## YOUR TASK
Transcribe, exactly as they appear, only the lines from the one holding "If you would be willing to tag the shaggy" through the end of the entries below.

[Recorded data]
##########

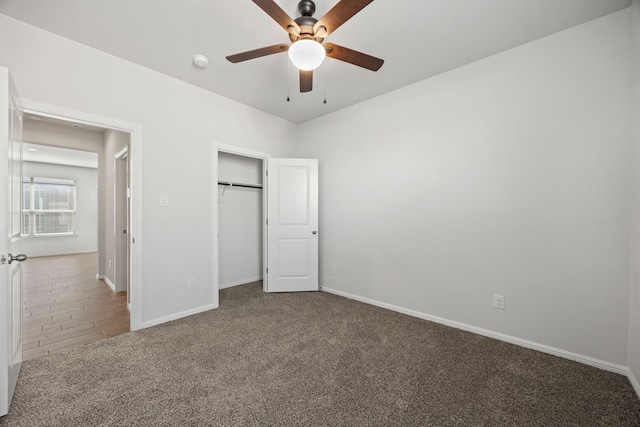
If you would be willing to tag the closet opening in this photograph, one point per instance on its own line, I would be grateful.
(241, 219)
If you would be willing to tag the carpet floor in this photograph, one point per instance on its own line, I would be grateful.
(313, 359)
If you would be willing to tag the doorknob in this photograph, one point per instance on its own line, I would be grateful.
(19, 258)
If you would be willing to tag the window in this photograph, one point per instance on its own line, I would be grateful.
(48, 206)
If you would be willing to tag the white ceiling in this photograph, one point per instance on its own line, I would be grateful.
(416, 38)
(59, 156)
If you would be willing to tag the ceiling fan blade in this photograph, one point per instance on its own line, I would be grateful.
(257, 53)
(353, 57)
(306, 81)
(280, 16)
(339, 14)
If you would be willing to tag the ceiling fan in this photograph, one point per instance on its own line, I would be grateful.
(307, 49)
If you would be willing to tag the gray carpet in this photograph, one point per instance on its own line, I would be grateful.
(313, 359)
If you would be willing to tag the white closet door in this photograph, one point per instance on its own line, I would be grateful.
(292, 214)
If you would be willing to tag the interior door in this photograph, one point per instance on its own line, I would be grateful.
(292, 225)
(10, 242)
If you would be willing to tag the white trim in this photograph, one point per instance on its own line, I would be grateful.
(135, 151)
(239, 282)
(106, 280)
(634, 382)
(89, 251)
(177, 316)
(607, 366)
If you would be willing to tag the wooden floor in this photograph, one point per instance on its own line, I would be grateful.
(66, 306)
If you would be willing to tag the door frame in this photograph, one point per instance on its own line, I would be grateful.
(229, 149)
(120, 192)
(135, 176)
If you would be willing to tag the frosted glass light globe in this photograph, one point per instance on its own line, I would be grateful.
(306, 54)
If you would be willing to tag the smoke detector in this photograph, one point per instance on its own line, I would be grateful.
(200, 61)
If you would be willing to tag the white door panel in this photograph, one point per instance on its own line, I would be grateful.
(10, 241)
(292, 231)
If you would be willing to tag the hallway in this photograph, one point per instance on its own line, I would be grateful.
(66, 306)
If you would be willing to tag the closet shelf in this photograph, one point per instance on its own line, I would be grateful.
(239, 184)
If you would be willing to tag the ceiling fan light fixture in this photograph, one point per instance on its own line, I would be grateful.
(307, 54)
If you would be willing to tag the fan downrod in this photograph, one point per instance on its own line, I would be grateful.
(306, 7)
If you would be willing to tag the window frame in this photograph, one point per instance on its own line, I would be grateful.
(29, 227)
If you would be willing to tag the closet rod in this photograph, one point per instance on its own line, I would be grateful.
(238, 184)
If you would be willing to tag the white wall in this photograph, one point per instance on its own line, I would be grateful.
(239, 221)
(86, 238)
(634, 289)
(180, 124)
(508, 176)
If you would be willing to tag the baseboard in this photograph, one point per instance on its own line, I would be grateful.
(62, 253)
(238, 283)
(107, 281)
(607, 366)
(177, 316)
(634, 382)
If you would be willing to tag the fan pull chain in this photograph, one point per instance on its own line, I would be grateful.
(324, 69)
(288, 82)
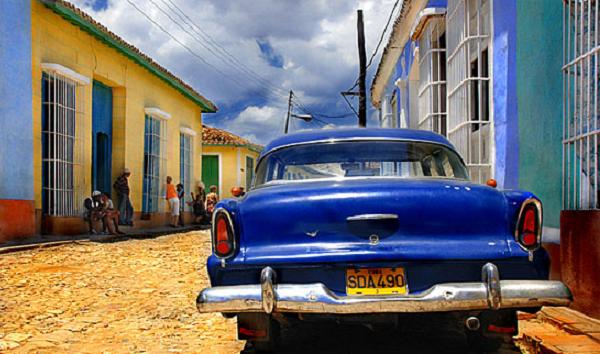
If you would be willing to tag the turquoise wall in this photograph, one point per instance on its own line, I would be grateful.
(539, 91)
(16, 130)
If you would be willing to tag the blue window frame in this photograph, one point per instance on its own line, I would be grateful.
(152, 168)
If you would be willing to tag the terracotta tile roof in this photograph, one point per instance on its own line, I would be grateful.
(215, 136)
(388, 48)
(57, 5)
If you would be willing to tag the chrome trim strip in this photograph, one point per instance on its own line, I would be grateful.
(362, 217)
(317, 298)
(538, 205)
(212, 231)
(361, 139)
(267, 277)
(491, 278)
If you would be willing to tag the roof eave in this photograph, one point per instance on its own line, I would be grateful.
(394, 47)
(68, 14)
(249, 146)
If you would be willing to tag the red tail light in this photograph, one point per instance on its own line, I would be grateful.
(529, 225)
(223, 236)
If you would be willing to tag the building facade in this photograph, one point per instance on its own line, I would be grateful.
(513, 85)
(80, 105)
(228, 160)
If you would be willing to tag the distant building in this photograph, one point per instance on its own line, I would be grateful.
(78, 105)
(486, 74)
(227, 160)
(514, 86)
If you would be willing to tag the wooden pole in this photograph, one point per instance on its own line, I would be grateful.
(362, 57)
(287, 120)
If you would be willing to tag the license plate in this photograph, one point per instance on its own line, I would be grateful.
(375, 281)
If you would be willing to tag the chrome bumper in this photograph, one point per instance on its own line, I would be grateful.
(490, 293)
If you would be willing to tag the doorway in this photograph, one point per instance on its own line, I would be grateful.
(101, 137)
(210, 172)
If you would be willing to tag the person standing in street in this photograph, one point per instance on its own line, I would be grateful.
(121, 185)
(181, 196)
(212, 199)
(173, 200)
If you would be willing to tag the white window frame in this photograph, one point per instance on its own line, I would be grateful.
(152, 198)
(220, 155)
(580, 105)
(468, 36)
(63, 139)
(432, 81)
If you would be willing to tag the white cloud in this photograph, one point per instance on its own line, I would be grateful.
(316, 38)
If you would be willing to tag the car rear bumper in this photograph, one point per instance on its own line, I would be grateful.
(490, 293)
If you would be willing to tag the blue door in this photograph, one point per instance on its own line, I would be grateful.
(101, 137)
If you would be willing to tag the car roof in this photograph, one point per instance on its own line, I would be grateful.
(355, 133)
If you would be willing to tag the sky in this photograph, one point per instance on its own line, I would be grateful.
(245, 56)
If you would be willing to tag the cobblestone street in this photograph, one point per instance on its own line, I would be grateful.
(139, 295)
(131, 296)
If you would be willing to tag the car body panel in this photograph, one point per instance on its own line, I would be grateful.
(312, 231)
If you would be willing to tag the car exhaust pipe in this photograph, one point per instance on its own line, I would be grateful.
(472, 323)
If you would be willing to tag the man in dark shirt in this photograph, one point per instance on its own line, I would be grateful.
(121, 185)
(94, 211)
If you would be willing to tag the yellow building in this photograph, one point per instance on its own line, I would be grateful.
(227, 160)
(99, 105)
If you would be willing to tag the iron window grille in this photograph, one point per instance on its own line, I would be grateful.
(186, 163)
(154, 165)
(580, 108)
(63, 124)
(432, 85)
(469, 121)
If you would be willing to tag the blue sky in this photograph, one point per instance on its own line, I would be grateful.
(248, 55)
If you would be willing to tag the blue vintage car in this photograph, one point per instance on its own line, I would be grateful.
(358, 223)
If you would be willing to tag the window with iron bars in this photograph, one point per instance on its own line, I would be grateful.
(185, 164)
(432, 85)
(154, 165)
(62, 146)
(469, 121)
(580, 106)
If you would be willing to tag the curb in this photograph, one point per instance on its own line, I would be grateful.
(137, 235)
(18, 248)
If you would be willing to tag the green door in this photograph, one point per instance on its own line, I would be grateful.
(210, 171)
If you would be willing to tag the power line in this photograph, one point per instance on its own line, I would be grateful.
(383, 33)
(190, 50)
(378, 43)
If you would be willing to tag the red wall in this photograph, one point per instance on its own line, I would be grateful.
(580, 258)
(17, 219)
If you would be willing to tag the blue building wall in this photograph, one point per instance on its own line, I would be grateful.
(539, 90)
(504, 73)
(16, 131)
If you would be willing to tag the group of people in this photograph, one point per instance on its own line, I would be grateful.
(99, 207)
(202, 204)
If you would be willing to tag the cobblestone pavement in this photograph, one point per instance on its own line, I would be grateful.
(131, 296)
(138, 296)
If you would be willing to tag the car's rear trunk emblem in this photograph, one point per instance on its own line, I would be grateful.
(312, 234)
(373, 239)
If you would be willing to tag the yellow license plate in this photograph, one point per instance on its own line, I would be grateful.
(375, 281)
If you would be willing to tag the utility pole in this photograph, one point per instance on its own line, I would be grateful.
(287, 119)
(362, 57)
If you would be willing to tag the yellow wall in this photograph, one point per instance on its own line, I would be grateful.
(233, 164)
(55, 40)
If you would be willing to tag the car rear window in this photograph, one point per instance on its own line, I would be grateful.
(351, 159)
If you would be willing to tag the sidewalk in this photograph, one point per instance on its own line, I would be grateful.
(558, 330)
(41, 241)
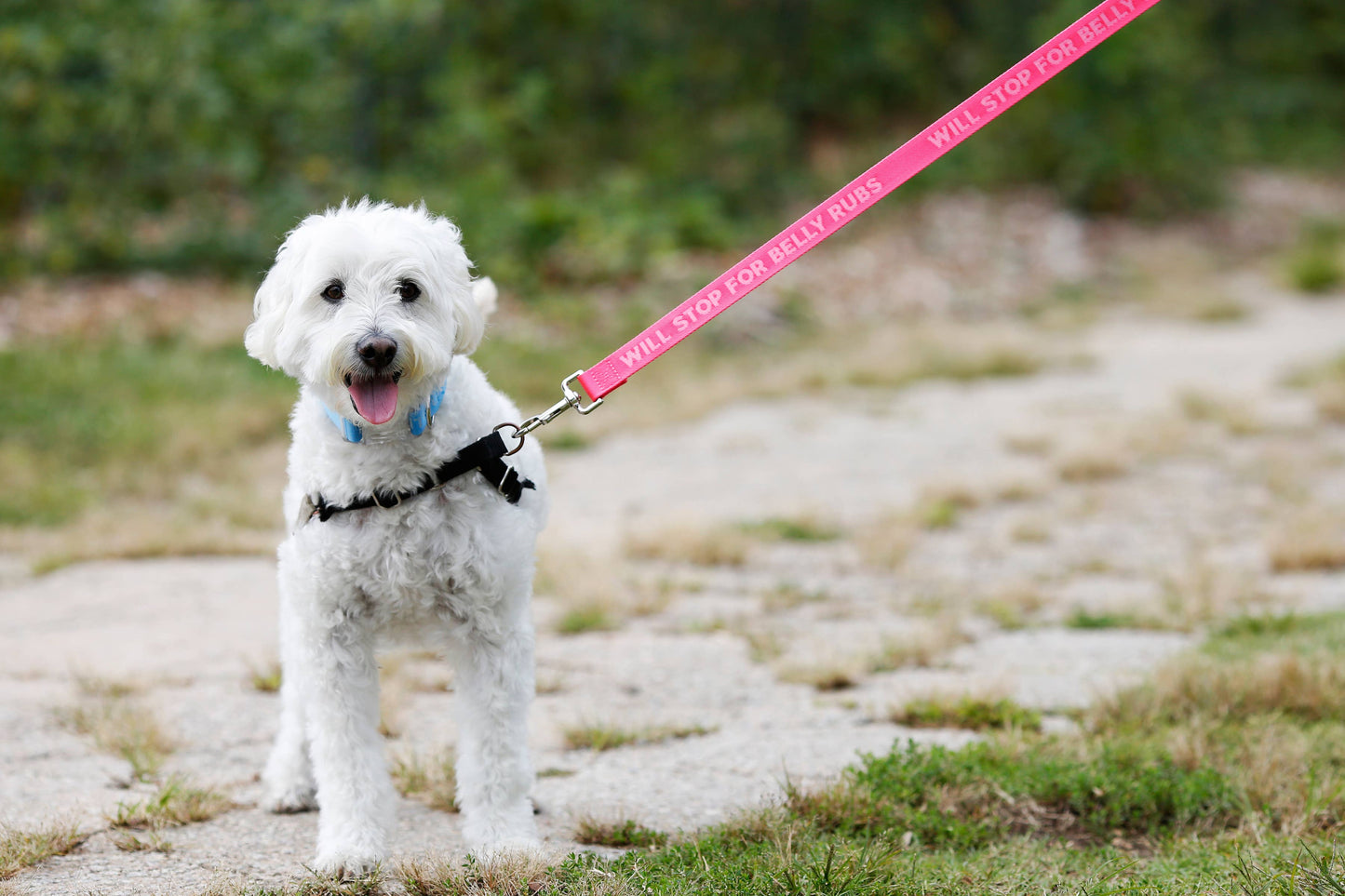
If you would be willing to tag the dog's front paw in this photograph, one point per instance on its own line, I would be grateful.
(287, 801)
(346, 865)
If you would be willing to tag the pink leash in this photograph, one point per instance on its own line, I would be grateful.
(843, 206)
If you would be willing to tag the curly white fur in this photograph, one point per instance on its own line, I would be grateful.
(451, 569)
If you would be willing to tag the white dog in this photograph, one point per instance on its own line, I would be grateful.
(372, 310)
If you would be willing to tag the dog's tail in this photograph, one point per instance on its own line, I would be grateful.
(486, 295)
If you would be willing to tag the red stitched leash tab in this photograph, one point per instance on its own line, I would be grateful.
(862, 193)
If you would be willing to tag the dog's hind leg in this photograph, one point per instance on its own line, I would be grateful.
(495, 685)
(289, 771)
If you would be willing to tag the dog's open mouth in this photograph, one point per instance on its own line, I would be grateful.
(374, 397)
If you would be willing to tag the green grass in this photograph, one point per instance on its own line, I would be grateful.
(973, 714)
(586, 618)
(601, 738)
(85, 421)
(1170, 789)
(623, 835)
(792, 528)
(431, 779)
(1088, 621)
(177, 803)
(20, 848)
(121, 727)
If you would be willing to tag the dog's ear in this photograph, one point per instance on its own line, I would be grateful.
(486, 296)
(274, 296)
(470, 316)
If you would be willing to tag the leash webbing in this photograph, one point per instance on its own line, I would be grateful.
(860, 194)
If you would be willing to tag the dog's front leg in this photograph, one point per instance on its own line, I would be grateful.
(354, 790)
(494, 769)
(289, 774)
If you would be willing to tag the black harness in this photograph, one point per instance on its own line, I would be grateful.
(484, 454)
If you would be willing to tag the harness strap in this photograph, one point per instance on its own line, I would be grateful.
(484, 454)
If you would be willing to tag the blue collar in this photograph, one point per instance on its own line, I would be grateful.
(417, 420)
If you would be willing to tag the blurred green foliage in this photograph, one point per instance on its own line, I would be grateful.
(579, 139)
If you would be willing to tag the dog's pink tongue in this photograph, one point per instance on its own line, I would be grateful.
(375, 400)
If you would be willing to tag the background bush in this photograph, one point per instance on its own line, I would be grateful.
(577, 139)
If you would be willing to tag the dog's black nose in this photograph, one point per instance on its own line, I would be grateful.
(377, 352)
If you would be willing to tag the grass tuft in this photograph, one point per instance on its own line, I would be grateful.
(601, 738)
(23, 848)
(510, 875)
(265, 678)
(622, 835)
(792, 528)
(123, 728)
(972, 714)
(585, 618)
(431, 779)
(177, 803)
(1313, 541)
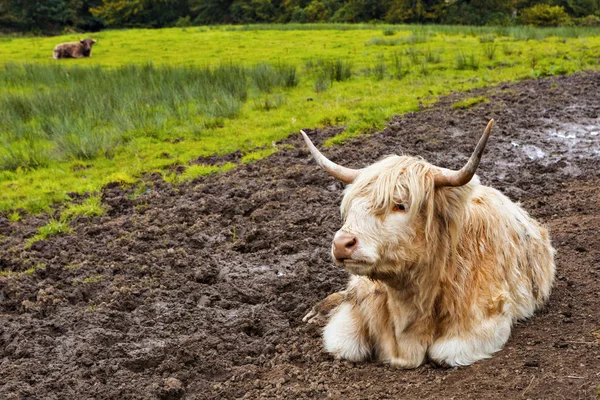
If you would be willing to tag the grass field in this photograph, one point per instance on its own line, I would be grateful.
(151, 99)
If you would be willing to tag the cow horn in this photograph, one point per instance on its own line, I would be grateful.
(346, 175)
(446, 177)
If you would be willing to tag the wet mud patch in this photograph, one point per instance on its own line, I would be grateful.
(197, 291)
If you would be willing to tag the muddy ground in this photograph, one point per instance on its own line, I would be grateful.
(197, 291)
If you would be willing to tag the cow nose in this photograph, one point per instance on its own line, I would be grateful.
(343, 245)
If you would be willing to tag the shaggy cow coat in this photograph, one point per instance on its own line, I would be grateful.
(438, 272)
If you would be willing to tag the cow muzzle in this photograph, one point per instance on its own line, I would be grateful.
(343, 246)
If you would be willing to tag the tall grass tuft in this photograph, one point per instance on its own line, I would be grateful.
(399, 68)
(265, 76)
(464, 62)
(489, 51)
(432, 57)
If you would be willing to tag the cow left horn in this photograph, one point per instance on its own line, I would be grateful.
(346, 175)
(446, 177)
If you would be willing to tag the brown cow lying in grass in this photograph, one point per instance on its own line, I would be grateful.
(80, 49)
(441, 265)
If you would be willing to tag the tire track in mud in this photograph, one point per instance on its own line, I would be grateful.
(198, 290)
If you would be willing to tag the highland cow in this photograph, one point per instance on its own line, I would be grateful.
(80, 49)
(441, 265)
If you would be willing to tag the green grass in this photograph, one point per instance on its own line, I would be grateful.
(149, 100)
(53, 227)
(90, 207)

##########

## TASK SOLUTION
If you would be willing to tag the shaggy cow coat in this photograph, one point per instance on its own line, I would be grateful.
(438, 272)
If you would be willing to tag the cow muzzle in this photograph, one point per instance on its own line, I would be grateful.
(343, 246)
If you would be willing to tag the tall grass tuft in this photograph, one point per instance on its own line, I would be grateful.
(399, 68)
(265, 76)
(464, 62)
(489, 51)
(432, 57)
If you would be willing to tag the cow left horn in this photograph, one point per instance on its own line, I would be grateful.
(346, 175)
(446, 177)
If you would be willing to tag the brown cow lying in grass in this photograph, one point per instance on its own line, I would be grateful.
(80, 49)
(441, 265)
If you would be willing to tag the tire track in mud in this photograph, one point per instance on its own line, I would be grateful.
(198, 290)
If you would be willing to tag the highland cow in this photograph, one point per instance on its own line, I would be grateful.
(80, 49)
(441, 265)
If you would be willing to tag the green grass in this photograph, one point per instance on its own line, I would be grateful.
(149, 100)
(53, 227)
(90, 207)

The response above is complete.